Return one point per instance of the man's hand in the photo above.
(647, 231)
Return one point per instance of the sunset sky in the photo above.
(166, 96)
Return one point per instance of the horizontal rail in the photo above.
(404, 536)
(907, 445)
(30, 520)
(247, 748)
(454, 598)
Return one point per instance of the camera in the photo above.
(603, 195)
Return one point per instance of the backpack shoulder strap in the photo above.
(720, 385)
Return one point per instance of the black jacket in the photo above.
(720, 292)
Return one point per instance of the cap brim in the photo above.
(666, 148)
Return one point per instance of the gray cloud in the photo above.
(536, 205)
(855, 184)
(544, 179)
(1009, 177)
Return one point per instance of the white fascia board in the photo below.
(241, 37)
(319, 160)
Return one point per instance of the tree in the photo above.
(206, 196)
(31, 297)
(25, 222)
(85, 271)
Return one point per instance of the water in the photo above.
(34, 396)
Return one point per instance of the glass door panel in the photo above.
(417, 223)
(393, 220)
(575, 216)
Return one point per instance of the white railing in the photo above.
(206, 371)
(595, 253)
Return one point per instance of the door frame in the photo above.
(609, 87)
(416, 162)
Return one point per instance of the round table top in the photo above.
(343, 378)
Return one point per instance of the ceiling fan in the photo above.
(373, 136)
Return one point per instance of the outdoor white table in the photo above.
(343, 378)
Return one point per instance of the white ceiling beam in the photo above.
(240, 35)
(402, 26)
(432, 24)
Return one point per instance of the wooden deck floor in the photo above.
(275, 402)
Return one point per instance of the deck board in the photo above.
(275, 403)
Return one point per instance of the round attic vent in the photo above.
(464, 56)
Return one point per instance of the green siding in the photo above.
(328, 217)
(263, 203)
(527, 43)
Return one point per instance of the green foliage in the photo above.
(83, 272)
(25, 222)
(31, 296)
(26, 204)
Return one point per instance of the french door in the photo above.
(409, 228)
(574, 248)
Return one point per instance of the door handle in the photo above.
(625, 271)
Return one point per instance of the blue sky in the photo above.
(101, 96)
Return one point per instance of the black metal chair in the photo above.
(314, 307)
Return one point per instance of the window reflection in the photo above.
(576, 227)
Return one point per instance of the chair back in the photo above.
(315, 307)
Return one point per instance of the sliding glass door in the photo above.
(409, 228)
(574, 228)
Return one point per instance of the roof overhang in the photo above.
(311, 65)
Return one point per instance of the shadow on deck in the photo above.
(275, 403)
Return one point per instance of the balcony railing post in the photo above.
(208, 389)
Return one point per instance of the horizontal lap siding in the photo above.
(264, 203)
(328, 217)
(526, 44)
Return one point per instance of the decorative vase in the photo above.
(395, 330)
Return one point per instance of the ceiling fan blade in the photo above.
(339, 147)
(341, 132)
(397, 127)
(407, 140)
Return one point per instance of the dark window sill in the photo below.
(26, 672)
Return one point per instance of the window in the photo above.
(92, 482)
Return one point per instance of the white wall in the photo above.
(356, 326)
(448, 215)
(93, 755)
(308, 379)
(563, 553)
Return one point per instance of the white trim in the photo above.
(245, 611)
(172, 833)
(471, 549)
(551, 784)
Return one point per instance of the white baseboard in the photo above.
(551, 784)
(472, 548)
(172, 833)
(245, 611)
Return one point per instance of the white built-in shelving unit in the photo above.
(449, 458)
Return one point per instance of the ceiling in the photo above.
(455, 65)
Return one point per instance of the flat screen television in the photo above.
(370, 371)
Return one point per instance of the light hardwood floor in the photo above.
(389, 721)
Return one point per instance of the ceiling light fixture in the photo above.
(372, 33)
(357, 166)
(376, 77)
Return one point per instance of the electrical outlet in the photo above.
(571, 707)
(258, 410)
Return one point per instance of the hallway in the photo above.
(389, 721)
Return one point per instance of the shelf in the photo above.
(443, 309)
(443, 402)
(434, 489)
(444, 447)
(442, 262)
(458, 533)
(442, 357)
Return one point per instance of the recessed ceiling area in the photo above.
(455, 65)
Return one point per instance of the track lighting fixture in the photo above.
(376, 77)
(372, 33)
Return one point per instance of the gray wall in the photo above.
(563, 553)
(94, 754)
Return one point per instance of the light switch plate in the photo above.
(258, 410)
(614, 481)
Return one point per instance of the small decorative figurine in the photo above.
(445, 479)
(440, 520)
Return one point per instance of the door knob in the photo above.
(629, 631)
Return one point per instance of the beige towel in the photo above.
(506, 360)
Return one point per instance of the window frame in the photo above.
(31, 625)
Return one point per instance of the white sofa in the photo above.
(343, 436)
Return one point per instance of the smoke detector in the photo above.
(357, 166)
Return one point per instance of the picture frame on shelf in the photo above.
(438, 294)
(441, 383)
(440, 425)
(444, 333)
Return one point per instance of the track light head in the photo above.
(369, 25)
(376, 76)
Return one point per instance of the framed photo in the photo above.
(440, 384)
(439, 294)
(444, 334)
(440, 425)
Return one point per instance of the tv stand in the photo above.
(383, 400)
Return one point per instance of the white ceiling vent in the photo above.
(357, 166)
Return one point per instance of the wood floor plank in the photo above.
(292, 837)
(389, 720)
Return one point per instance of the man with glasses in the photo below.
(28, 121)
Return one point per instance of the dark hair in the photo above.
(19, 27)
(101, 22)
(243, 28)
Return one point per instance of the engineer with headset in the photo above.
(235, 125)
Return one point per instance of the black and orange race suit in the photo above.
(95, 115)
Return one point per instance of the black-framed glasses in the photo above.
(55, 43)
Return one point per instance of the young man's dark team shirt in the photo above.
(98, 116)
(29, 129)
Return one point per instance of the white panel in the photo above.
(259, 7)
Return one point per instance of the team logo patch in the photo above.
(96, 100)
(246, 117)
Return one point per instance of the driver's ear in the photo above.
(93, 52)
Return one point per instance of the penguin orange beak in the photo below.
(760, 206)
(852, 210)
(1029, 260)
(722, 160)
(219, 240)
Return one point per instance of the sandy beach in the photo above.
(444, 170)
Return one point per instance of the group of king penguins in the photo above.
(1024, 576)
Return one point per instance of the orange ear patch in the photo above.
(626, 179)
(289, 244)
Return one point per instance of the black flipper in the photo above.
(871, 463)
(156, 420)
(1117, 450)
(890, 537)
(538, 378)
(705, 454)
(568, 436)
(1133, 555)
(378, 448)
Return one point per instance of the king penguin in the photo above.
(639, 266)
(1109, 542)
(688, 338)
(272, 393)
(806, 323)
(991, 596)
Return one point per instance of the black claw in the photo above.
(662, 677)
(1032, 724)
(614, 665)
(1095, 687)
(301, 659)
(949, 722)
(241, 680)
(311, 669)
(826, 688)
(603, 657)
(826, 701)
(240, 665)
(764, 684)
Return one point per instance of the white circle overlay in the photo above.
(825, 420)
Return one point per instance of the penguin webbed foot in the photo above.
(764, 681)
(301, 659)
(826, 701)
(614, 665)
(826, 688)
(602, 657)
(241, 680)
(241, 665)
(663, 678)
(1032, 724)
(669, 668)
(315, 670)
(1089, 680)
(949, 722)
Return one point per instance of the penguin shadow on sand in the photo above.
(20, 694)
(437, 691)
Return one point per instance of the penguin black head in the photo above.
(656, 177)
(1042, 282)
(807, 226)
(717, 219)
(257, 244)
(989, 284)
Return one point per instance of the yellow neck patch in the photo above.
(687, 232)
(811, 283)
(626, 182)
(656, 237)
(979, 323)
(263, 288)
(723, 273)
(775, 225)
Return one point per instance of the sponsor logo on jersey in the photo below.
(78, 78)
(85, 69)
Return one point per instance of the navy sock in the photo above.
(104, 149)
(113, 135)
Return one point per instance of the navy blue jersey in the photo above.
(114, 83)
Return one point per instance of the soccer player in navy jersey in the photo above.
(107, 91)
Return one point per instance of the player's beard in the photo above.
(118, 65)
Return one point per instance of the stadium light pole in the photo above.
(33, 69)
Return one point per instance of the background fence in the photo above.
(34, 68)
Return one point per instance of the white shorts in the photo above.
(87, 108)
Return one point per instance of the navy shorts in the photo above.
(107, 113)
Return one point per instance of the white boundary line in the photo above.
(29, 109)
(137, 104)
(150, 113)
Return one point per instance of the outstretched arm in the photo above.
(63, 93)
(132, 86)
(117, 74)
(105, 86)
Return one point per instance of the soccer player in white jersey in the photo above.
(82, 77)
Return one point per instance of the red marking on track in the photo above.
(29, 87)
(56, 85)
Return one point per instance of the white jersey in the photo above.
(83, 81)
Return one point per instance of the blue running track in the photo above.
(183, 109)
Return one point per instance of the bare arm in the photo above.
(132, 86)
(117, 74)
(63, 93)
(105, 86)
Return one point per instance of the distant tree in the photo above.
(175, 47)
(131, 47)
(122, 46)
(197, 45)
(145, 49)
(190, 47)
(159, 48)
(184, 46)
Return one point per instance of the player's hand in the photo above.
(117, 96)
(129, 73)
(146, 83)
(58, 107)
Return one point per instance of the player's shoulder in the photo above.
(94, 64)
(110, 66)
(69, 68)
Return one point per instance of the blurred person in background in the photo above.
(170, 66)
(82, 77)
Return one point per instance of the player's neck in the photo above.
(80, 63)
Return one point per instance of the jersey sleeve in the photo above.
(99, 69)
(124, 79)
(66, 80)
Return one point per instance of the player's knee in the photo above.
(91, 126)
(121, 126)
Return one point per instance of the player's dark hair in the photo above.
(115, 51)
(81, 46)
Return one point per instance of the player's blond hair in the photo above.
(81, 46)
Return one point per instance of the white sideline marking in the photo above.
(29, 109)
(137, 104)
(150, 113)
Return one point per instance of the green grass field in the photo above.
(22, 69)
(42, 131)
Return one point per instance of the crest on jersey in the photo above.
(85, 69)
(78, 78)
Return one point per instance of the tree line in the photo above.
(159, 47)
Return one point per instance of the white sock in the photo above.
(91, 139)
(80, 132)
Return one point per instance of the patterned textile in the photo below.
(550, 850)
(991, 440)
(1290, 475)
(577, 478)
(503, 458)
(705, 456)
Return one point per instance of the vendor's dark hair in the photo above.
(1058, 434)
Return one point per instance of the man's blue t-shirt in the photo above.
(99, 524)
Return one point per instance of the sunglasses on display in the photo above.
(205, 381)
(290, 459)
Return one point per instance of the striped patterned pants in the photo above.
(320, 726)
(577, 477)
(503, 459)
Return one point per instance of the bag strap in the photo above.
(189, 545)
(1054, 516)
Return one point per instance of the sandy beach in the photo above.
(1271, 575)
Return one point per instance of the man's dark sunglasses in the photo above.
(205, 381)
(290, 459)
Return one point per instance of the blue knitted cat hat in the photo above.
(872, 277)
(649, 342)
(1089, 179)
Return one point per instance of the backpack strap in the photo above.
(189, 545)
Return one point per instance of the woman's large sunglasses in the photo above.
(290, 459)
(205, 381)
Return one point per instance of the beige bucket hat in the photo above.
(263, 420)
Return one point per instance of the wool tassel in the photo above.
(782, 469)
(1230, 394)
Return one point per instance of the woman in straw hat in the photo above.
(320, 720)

++++++

● **What you are asked to do**:
Please rewrite the stretch of records from the line containing "Return one point per instance of the beige bucket" through the end of the records, keeping every line, and decrease each coordinate in the answers by 31.

● **Reply**:
Return one point per instance of the beige bucket hat in the photo above.
(232, 389)
Return one point per instance of the wool tassel in the photo above.
(751, 438)
(1199, 363)
Return one point per instance of the woman in straw hat in the photo above.
(289, 689)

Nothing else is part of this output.